═══ PASSAGE CITÉ ═══
L'idée selon laquelle il est possible de saisir la réalité vivante du temps dans une intuition est séduisante mais fragile. Voyons comment elle a pu être étayée théoriquement. Et demandons-nous alors s'il est possible de la retrouver en littérature.
L'auteur de l'Essai sur les données immédiates de la conscience est un partisan de l'intuition. Jankélévitch approuve sa méthode et lui emboîte le pas, cherchant à être le plus près des choses. Dans l'extrait que nous venons de résumer il fait jouer une opposition entre une surconscience abstraite ou englobante considérant toute chose dans un état d'achèvement et une conscience « intérieure à elle-même », se concentrant sur le présent et considérant le procès des choses en lui-même. Cette attention au devenir est en tout point l'intuition bergsonienne quoique Bergson insiste pour sa part sur la nécessité de dépasser les cadres figés du langage, de contrer les pièges de l'ordre discursif par une intuition ouverte au milles nuances du vécu.
Suivant Bergson ce sont les nécessités pratiques de l'existence qui nous poussent à « solidifier nos impressions », à reconnaître autour de nous des objets substantiels, dotés de fixité. Il donne l'exemple de la ville qui jour après jour, et même heure après heure, ne cesse de changer. La ville est mobile au niveau de la sensation et pour un sujet ayant une riche vie émotionnelle. Mais ordinairement une personne qui réside dans une ville en fait un objet aux contours figés. Au mieux ce sujet inattentif à sa propre conscience du changement fera vieillir la ville avec lui. Au pire il l'immobilisera entièrement, en projetant « la durée fuyante de son moi » dans l'espace homogène. On pourrait dire en reprenant la métaphore de Bergson que la multiplicité des instants vécus, des « impressions sans cesse changeantes », s'enroule autour de l'objet extérieur pour en adopter « les contours précis et l'immobilité ». La conscience intérieure de Jankélévitch parviendrait à dérouler cet écheveau de petites impressions et en retrouverait le caractère anarchique, aléatoire, imprévisible. D'où, vraisemblablement, l'emploi du terme de « grouillement » pour qualifier les instants de notre vécu qui peuvent se dérouler dans la conscience ou s'enrouler autour d'un objet.
═══ ENREGISTREMENTS CONSERVÉS ═══
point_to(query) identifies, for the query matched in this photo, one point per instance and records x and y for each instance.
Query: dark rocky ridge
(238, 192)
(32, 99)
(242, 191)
═══
__CONSIGNE__: Prolongez le texte consacré à l'intuition du temps chez Bergson et Jankélévitch en reprenant juste après sa dernière phrase.

__RÉPONSE__:
Dans La Mort, Jankélévitch feint de croire que le contraste de la conscience de l'instant avec le temps déjà vécu tient à l'exercice de cette intuition au plus près des choses. Contre le temps racorni de la « chronologie objective », replié sur quelques idées mortes, la durée vivante de la conscience serait le déploiement toujours fécond de petites impressions ou minuscules sensations qualitativement diverses. L'explication est séduisante. Mais elle ne tient guère. Certes il existe un paradoxe concernant la durée de la vie. Rétrospectivement celle-ci est brève. La richesse de l'instant vécu semble disparaître à jamais quand le regard objective le monde et abolit l'impression purement esthétique que les choses produisent en nous. Mais ce n'est pas par rapport au présent qui serait dense ou « épais » que le passé serait fin et dénué d'intensité. C'est par rapport au temps du monde qu'objectivement la durée d'une vie est brève. Ce n'est pas parce qu'il serait appréhendé par l'intelligence ou une « surconscience », que le temps déjà vécu rapetisse. C'est tout simplement parce qu'en tant que passé il n'est plus ! Il n'est plus que présent disparu reconstruit à l'aide de la mémoire. Et cette reconstruction peut être singulièrement intense comme nous le montre Nerval au chapitre VI de Sylvie, dans l'épisode de la « table nuptiale » chez la vieille tante, où se succèdent des instants de mélancolie et de joie pure, faisant parler des vestiges en eux-mêmes dépourvus de valeur mais qui apparaissent soudain comme autant de symboles de valeurs éternelles : la beauté, la jeunesse, le don de soi. Le passé possède ainsi un charme subtil pour celui sait reconnaître les signes. Et c'est bien l'intelligence du narrateur qui en retrouve la saveur dans le présent.

L'expression de « devenir continu » sous la plume de Jankélévitch mérite une explication. Pour lui, tout devenir ne semble pouvoir s'opérer que dans une continuité temporelle. Un changement de forme ou d'état, un simple mouvement physique comme une translation s'opéreraient dans l'espace et dans le temps sous la condition de la continuité. Continuité veut dire alors maintien de l'ipséité de la chose qui change ou se déplace, malgré tout ce qui affecte sa mêmeté.
Un visage vieillit continûment avec des rides de plus en plus prononcées. Ainsi le visage de Clarissa vieillit dans le regard de ses connaissances ou dans son miroir. Mais la continuité du vieillissement est proprement imperceptible. Dans Mrs Dalloway, Woolf adopte une perspective sceptique. Elle insiste sur le fait que l'âge n'est pas une partie de notre identité mais une donnée sociale, que les autres nous imposent avec leurs jugements catégorisants. Ainsi c'est brutalement que le fait du vieillissement s'impose à Clarissa, alors qu'elle se soucie de Peter et peine à se reconnaître dans l'image que le miroir lui renvoie. Vu l'impermanence des choses, il ne peut y avoir de vérité éternelle de ce visage, seulement une impression fugace devant être recueillie comme une goutte qui tombe ! Dans une plongée « au cœur même de l'instant », Clarissa prend acte d'une rupture. En clouant l'instant sur place, en résistant à « la pression de tous les autres matins », elle parvient à comprendre qu'elle n'est plus en phase avec l'image qu'elle s'est forgée d'elle-même. Elle regarde un « visage rose et délicat » qu'elle doit reconnaître, accepter comme sien.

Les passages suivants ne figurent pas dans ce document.